DOCUMENT SOURCE.
Ce n’est pas l’éloignement des syndicats du parti socialiste, mais une action commune de plus en plus intime de ces deux éléments, que le développement industriel rend de plus en plus nécessaire. Cette tactique n’est nullement en contradiction avec la nature du mouvement syndical ; pour le montrer nous n’avons qu’à jeter un coup d’œil sur l’Autriche dont les syndicats ont eu récemment leur dernier congrès. Nous empruntons au compte-rendu de la commission syndicale cette heureuse constatation que de 1892 à 1899 le nombre des membres des syndicats autrichiens s’est élevé de 66.080 à 157.773 ; il a donc plus que doublé. Le tirage annuel de la presse syndicale a augmenté dans une proportion encore plus forte. Il était en 1894 de 930.600 numéros, en 1899-1900 de 4 624.300 ; il a donc plus que quadruplé en l’espace de quelques années.

« Le rapport, dans son ensemble , conclut la commission syndicale, montre surabondamment que le mouvement syndical progresse constamment, ce qui est le résultat des efforts communs de forces exerçant une action syndicale et politique » . On lit encore dans ce même rapport : « C ’ est la force invincible de l ’idée socialiste qui fait échouer toutes les tentatives que fait la bourgeoisie pour traîner la classe ouvrière à sa suite, qui maintient pure la lutte prolétarienne de classe, et qui fait progresser l’organisation ouvrière » .

DONNÉES FOURNIES.
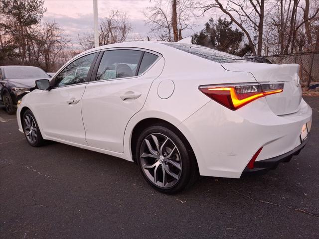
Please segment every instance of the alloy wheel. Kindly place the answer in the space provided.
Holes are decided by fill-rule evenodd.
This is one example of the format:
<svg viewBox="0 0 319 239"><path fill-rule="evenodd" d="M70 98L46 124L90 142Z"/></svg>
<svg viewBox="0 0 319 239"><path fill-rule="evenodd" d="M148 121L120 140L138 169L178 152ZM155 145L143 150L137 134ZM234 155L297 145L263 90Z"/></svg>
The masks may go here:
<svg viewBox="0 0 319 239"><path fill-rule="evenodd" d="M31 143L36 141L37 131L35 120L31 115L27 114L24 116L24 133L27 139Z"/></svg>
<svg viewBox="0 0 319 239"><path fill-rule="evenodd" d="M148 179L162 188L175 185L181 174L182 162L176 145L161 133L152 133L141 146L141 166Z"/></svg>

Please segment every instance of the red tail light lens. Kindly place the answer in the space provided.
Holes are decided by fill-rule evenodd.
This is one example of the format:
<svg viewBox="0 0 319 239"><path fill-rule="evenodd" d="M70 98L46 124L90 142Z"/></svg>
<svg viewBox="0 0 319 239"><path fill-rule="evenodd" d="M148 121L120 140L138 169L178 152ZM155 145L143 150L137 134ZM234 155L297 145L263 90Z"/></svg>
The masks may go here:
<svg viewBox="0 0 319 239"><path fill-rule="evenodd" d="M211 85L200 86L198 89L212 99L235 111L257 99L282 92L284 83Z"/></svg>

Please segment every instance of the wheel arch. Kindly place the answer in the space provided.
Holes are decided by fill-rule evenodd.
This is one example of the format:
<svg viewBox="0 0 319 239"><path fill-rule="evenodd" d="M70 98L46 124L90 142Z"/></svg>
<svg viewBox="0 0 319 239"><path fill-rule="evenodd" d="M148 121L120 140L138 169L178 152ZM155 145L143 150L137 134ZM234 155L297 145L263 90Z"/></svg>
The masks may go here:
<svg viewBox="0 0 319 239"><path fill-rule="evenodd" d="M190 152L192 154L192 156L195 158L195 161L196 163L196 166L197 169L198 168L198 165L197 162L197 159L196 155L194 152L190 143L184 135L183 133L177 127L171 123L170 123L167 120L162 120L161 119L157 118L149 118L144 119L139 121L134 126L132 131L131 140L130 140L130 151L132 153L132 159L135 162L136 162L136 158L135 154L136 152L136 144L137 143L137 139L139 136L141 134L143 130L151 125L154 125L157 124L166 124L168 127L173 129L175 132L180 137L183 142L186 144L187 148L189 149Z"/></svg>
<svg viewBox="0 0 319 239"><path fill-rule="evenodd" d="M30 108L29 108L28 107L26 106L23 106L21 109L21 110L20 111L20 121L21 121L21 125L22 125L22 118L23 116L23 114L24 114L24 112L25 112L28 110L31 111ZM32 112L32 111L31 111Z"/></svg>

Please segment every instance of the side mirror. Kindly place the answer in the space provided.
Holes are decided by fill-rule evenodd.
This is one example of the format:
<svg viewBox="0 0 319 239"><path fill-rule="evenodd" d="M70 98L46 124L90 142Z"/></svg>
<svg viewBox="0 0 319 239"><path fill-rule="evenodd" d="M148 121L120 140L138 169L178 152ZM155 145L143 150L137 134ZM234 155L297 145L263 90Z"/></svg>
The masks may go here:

PROBLÈMES À RÉSOUDRE.
**A)** D'après le texte sur les syndicats autrichiens, répondez aux questions suivantes :
(i) De quel chiffre à quel chiffre le nombre des membres des syndicats autrichiens est-il passé de 1892 à 1899 ?
(ii) À combien de numéros s'élevait le tirage annuel de la presse syndicale en 1894 ?
(iii) Selon le rapport cité, qu'est-ce qui fait échouer toutes les tentatives de la bourgeoisie pour traîner la classe ouvrière à sa suite ?
**B)** Dans les enregistrements, remplacez "alloy wheel" par "rim" en partant du début et en allant jusqu'à la ligne contenant "143L36 141L37 131L35" incluse, sans rien modifier d'autre. Reproduisez uniquement ces lignes, sans les images.

CORRIGÉ DES EXERCICES.
**A)**
(i) De 66.080 à 157.773.
(ii) À 930.600 numéros.
(iii) La force invincible de l'idée socialiste.

**B)**
Please segment every instance of the rim. Kindly place the answer in the space provided.
Holes are decided by fill-rule evenodd.
This is one example of the format:
<svg viewBox="0 0 319 239"><path fill-rule="evenodd" d="M70 98L46 124L90 142Z"/></svg>
<svg viewBox="0 0 319 239"><path fill-rule="evenodd" d="M148 121L120 140L138 169L178 152ZM155 145L143 150L137 134ZM234 155L297 145L263 90Z"/></svg>
The masks may go here:
<svg viewBox="0 0 319 239"><path fill-rule="evenodd" d="M31 143L36 141L37 131L35 120L31 115L27 114L24 116L24 133L27 139Z"/></svg>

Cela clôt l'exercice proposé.